Provided data:
——————
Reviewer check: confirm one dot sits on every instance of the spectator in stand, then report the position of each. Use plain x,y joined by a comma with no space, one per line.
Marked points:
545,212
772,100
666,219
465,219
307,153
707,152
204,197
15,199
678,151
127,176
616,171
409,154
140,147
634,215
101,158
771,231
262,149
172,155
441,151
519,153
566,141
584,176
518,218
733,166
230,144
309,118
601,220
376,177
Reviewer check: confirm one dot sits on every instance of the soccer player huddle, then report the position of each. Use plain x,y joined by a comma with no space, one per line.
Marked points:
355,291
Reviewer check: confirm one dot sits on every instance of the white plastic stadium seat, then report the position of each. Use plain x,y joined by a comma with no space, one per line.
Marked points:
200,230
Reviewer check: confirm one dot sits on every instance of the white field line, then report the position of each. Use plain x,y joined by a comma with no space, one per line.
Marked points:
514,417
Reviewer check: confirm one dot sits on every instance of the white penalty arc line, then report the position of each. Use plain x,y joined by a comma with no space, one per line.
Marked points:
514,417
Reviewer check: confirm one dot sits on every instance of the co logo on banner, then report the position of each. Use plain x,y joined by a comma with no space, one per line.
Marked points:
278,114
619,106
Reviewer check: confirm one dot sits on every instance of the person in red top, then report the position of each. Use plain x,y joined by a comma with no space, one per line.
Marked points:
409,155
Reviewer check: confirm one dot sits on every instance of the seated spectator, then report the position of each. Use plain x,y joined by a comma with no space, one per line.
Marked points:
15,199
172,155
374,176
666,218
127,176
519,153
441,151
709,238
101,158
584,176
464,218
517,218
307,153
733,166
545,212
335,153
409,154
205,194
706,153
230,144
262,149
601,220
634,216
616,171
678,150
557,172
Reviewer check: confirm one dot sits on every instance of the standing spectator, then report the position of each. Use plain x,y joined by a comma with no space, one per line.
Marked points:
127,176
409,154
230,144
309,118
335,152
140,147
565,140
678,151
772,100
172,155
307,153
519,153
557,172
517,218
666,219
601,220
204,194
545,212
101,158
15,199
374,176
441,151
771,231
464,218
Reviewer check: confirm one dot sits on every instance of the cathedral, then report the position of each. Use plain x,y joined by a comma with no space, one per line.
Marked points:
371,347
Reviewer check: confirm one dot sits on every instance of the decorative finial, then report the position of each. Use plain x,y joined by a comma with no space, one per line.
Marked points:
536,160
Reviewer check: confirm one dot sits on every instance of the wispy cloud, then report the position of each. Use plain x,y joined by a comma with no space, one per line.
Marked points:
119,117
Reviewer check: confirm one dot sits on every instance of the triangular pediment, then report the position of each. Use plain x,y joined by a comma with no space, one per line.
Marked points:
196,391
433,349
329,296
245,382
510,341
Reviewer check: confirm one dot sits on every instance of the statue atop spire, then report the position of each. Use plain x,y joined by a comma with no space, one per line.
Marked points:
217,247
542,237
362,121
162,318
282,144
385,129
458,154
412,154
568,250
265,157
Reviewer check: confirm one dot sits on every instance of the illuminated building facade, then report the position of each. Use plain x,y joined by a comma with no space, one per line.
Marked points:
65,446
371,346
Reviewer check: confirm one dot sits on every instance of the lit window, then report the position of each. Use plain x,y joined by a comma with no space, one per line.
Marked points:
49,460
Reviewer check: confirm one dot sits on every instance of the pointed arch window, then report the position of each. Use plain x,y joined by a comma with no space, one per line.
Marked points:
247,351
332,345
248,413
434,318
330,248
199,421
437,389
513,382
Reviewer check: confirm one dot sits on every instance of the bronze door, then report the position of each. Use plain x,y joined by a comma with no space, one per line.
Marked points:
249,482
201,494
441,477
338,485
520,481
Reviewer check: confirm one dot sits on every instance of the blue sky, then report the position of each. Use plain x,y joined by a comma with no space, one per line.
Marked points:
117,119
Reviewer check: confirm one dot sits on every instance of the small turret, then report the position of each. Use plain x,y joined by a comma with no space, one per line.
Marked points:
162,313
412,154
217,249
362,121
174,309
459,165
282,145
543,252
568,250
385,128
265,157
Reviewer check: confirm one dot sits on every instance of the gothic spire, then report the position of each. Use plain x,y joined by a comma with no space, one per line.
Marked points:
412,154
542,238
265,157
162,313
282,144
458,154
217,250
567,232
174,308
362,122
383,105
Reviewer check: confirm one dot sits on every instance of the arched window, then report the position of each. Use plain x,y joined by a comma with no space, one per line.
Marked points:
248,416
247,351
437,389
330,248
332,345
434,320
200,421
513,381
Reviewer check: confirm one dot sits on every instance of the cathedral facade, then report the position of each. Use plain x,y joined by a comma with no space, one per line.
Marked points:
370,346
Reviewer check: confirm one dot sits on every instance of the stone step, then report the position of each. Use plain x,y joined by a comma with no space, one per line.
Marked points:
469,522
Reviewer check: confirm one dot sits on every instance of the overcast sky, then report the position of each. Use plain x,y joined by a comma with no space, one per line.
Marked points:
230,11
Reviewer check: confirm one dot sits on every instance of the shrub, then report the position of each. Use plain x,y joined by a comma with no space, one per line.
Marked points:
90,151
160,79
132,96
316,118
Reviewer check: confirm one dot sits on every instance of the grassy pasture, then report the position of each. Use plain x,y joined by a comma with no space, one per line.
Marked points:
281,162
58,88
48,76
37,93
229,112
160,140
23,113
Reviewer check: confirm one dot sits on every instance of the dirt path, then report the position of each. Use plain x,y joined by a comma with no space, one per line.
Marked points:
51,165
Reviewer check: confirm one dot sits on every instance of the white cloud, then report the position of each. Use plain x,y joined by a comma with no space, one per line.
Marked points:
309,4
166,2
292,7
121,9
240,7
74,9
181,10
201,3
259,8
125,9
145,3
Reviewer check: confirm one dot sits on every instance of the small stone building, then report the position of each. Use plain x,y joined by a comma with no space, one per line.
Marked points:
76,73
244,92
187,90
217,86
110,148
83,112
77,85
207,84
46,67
——————
Direction:
Repeat the records above exactly.

Result:
Reviewer check: confirm one dot sits on every instance of the spectator in stand, then report the position of each. Use plain x,y joined by a comma with no space, one per line.
Marked points:
545,212
772,100
666,219
465,219
307,153
707,152
204,197
15,199
678,151
127,176
616,171
409,154
140,147
634,215
101,158
771,231
262,149
172,155
441,151
519,153
566,141
584,176
518,218
733,166
230,144
309,118
601,220
376,177
Reviewer check: confirm one dot sits on every instance of the soccer player huddle, then report the position of each. Use plain x,y joined by a comma with no space, one per line.
Marked points:
355,291
Reviewer check: confirm one dot sits on every instance of the white plastic stadium seat, then report the position of each. Use plain x,y joined by a comma with no space, one per line.
Marked points:
200,230
Reviewer check: confirm one dot sits on every instance of the white field line, then report the position of each. Use plain x,y joined by a comma with no space, one per line.
Marked points:
514,417
Reviewer check: confirm one dot sits on every instance of the white penalty arc line, then report the position of each. Use plain x,y joined by a comma with no space, one per line.
Marked points:
514,417
Reviewer check: confirm one dot sits on every instance of the co logo on banner, then report the position of each. Use plain x,y joined by a comma with no space, one per line.
Marked points:
278,114
619,106
Reviewer check: confirm one dot sits on every instance of the person in red top, then report the position of each. Use plain x,y joined by a comma with no space, one per line.
Marked points:
409,155
Reviewer check: confirm one dot sits on every instance of the seated spectator, then report the position of each. Use plain x,y joined by a comma with no space, one per line.
Marked points:
15,199
172,155
374,176
666,218
127,176
519,153
441,151
709,238
101,158
584,176
464,218
517,218
307,153
733,166
545,212
335,153
409,154
205,194
706,153
230,144
262,149
601,220
634,216
616,171
678,150
557,172
Reviewer check: confirm one dot sits on every instance of the standing spectator, then report the position of each. Use plain x,y joined by a comma with no space, one per line.
Marked points:
127,176
409,154
230,144
309,118
335,152
140,147
565,140
678,151
772,100
172,155
307,153
519,153
557,172
517,218
666,219
601,220
204,194
545,212
101,158
15,199
374,176
441,151
771,231
464,218
Reviewer check: confirm one dot sits on every instance of the cathedral, then report the position of each. Use plain x,y joined by a comma with no space, one per line.
Marked points:
371,347
Reviewer check: confirm one dot sits on every instance of the decorative finial, then report the position of each. Use plain x,y joined by a comma with no space, one per line.
Marked points:
536,160
Reviewer check: confirm one dot sits on every instance of the wispy cloud, then report the position of each. Use plain x,y joined by a comma with no space, one per line.
Marked points:
119,117
Reviewer check: confirm one dot sits on every instance of the triangular pediment, then report the position of each. Use plain x,y joined by a comma with no space, one per line.
Marked points:
196,391
433,349
329,296
245,382
510,341
Reviewer check: confirm one dot sits on every instance of the statue atop spire, then report the position of each. Use plain x,y joined by a comma with no space, one per line.
Marked points:
217,247
542,237
362,121
162,318
282,144
385,129
458,154
412,154
568,250
265,157
Reviewer check: confirm one dot sits on every instance of the illuminated building facade, then report the position of each. Use plain x,y joined by a comma with no space, one per line.
Marked points:
65,446
371,346
Reviewer check: confirm one dot sits on every instance of the lit window, then report the position of each. Use plain x,y joined by a comma with no space, one per line.
Marked points:
49,460
Reviewer check: confirm one dot sits on every instance of the pointed arch window, then report the position of each. Use plain x,y joined by a comma with no space, one per line.
Marked points:
247,351
332,345
248,413
434,318
330,248
199,421
437,389
513,382
Reviewer check: confirm one dot sits on every instance of the bronze door, then report the position of each. Use plain x,y joined by a comma with no space, one per line.
Marked points:
249,482
201,494
441,477
338,485
520,481
Reviewer check: confirm one dot sits on every instance of the blue sky, then report the position of each. Use plain x,y joined by a comma with no space, one per line.
Marked points:
117,119
Reviewer check: confirm one dot sits on every instance of the small turret, then report the position of each. Use plain x,y joined by a comma with no space, one per line.
Marked points:
162,313
412,154
217,249
362,121
174,309
459,165
282,145
543,252
568,250
385,128
265,157
Reviewer check: confirm one dot sits on every instance of the gothic spire, then report the position of each. Use plain x,y joined by a comma with no space, one per line.
Marked points:
412,154
542,238
265,157
162,313
282,144
458,154
217,250
567,232
174,308
362,122
383,105
Reviewer check: confirm one dot sits on every instance of the arched window, then report the position of each. Use plain x,y joined by a comma with no space, one per line.
Marked points:
248,416
247,351
437,389
330,248
332,345
434,320
200,421
513,381
Reviewer check: confirm one dot sits on every instance of the cathedral facade, then report the position of each. Use plain x,y joined by a comma with no space, one per line.
Marked points:
370,346
Reviewer check: confirm one dot sits on every instance of the stone step, then report the position of each. Use plain x,y joined by a comma with no space, one per line.
Marked points:
469,522
Reviewer check: confirm one dot sits on every instance of the overcast sky, then report the position of each. Use plain x,y joined by a comma with no space, one per line.
Marked points:
230,11
Reviewer check: confirm one dot sits on every instance of the shrub, then report the position of each. Use plain x,y joined by a comma with no space, one per line.
Marked points:
90,151
160,79
132,96
316,118
Reviewer check: confirm one dot sits on every instance of the grassy pasture, then report the position of each. Use plain x,y joined by a comma with no space, one per line.
Marked points:
281,162
58,88
48,76
37,93
229,112
160,140
23,113
Reviewer check: confirm one dot sits on every instance of the dirt path, then report the position of each. Use plain x,y joined by a comma with no space, one per line.
Marked points:
51,165
Reviewer check: confirm one dot sits on every instance of the white cloud, then report the position of each. Use plain x,y joined by a comma with no space, one per line.
Marked points:
309,4
166,2
292,7
121,9
240,7
74,9
181,10
201,3
259,8
125,9
145,3
Reviewer check: confirm one dot sits on every instance of the small stone building, then report the position of each. Use plain x,y joined by a comma with no space, one per line.
Marked points:
76,73
244,92
187,90
217,86
110,148
83,112
77,85
207,84
46,67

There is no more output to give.